[Task item] Extend the passage below about the prostate cancer active surveillance study, picking up after its last sentence.

Loeb says her team, in conjunction with the Prostate Cancer Foundation, which helped fund the current study, next plans to look at ways, such as use of online educational materials, to improve active surveillance rates.

The U.S. National Cancer Institute estimated that 26,000 American men would die from prostate cancer in 2017, with 161,000 new cases diagnosed, most in its earliest stages.

Additional funding support for the study, which took four years to complete, was provided by New York State Department of Health grant DOH01 C30697GG-3450000; National Institutes of Health grants P30 CA016087 and K07 CA178258; and Veterans Affairs grants CDA 11-257 and CDP 11-254. Funding support was also provided by the Laura and Isaac Perlmutter Cancer Center, the Edward Blank and Sharon Cosloy-Blank Family Foundation, and the Gertrude and Louis Feil family trust.

[Dataset records]

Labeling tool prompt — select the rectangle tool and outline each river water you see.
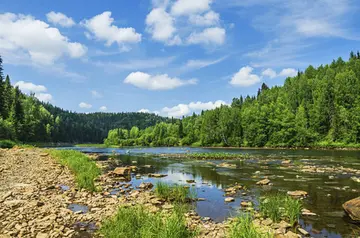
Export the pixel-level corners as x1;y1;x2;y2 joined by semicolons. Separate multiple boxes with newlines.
57;147;360;238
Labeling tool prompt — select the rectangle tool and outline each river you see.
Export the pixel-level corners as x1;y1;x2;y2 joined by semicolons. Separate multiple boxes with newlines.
57;147;360;238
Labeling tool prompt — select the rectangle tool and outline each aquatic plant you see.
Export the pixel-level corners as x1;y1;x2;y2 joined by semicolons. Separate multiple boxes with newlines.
49;150;100;191
100;206;196;238
227;214;273;238
155;182;196;203
260;194;302;226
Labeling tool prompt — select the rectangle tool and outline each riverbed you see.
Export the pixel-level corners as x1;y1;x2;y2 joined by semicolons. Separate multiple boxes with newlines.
61;147;360;238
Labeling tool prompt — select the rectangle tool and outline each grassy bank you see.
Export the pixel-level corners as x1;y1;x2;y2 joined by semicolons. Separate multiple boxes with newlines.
100;206;195;238
49;150;100;191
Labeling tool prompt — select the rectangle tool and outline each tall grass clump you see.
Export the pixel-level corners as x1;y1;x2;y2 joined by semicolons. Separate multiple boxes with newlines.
260;194;302;226
0;140;16;149
155;182;196;203
49;150;100;192
227;214;273;238
100;206;195;238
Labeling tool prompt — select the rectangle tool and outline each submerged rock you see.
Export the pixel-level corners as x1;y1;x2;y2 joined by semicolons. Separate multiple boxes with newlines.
256;179;270;185
287;190;308;197
343;197;360;222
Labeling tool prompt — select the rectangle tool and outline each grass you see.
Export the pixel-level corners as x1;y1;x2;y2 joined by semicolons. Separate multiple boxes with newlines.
0;140;17;149
227;214;273;238
100;206;196;238
49;150;100;192
155;182;196;203
260;194;302;226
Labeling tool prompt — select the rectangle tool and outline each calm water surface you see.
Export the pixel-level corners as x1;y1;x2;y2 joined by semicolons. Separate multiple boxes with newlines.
57;147;360;238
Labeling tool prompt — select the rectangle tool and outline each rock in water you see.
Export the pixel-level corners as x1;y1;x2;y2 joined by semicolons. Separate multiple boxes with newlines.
343;197;360;222
113;167;131;176
256;179;270;185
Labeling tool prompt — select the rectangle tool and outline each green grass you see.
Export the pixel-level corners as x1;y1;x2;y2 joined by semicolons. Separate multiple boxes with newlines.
227;214;273;238
155;182;196;203
260;194;302;226
100;206;196;238
0;140;17;149
49;150;100;192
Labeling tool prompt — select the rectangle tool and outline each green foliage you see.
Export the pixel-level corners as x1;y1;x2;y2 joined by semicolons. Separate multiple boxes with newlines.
0;140;16;148
155;182;196;203
260;194;302;226
100;206;195;238
108;56;360;147
227;215;273;238
49;150;100;191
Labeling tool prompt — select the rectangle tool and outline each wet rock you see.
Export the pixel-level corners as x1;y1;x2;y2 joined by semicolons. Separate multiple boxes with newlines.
287;190;308;197
112;167;131;177
149;174;167;178
343;197;360;222
225;197;235;202
139;183;154;189
256;179;270;186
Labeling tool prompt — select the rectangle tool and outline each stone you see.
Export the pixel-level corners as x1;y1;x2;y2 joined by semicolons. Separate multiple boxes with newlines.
113;167;131;177
256;179;270;186
225;197;235;202
139;183;154;189
287;190;308;197
342;197;360;222
298;227;310;236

[Result of this task]
Loeb has received consulting fees or travel reimbursements from several health care and pharmaceutical companies involved in cancer care or diagnostics, including Lilly, MDxHealth, General Electric, Astellas, Sanofi, GenomeDx, Minomic and Boehringer Ingelheim. Study co-investigator Danil Makarov, MD, MHS, has also served as an advisor to the FDA, which regulates prostate therapies and diagnostic tools. All relationships are being managed in accordance with the policies and practices of NYU School of Medicine.

Besides Loeb and Makarov, other NYU Langone and Manhattan VA investigators involved in the study were Nataliya Byrne, BA; Herbert Lepor, MD; and Dawn Walter, MPH.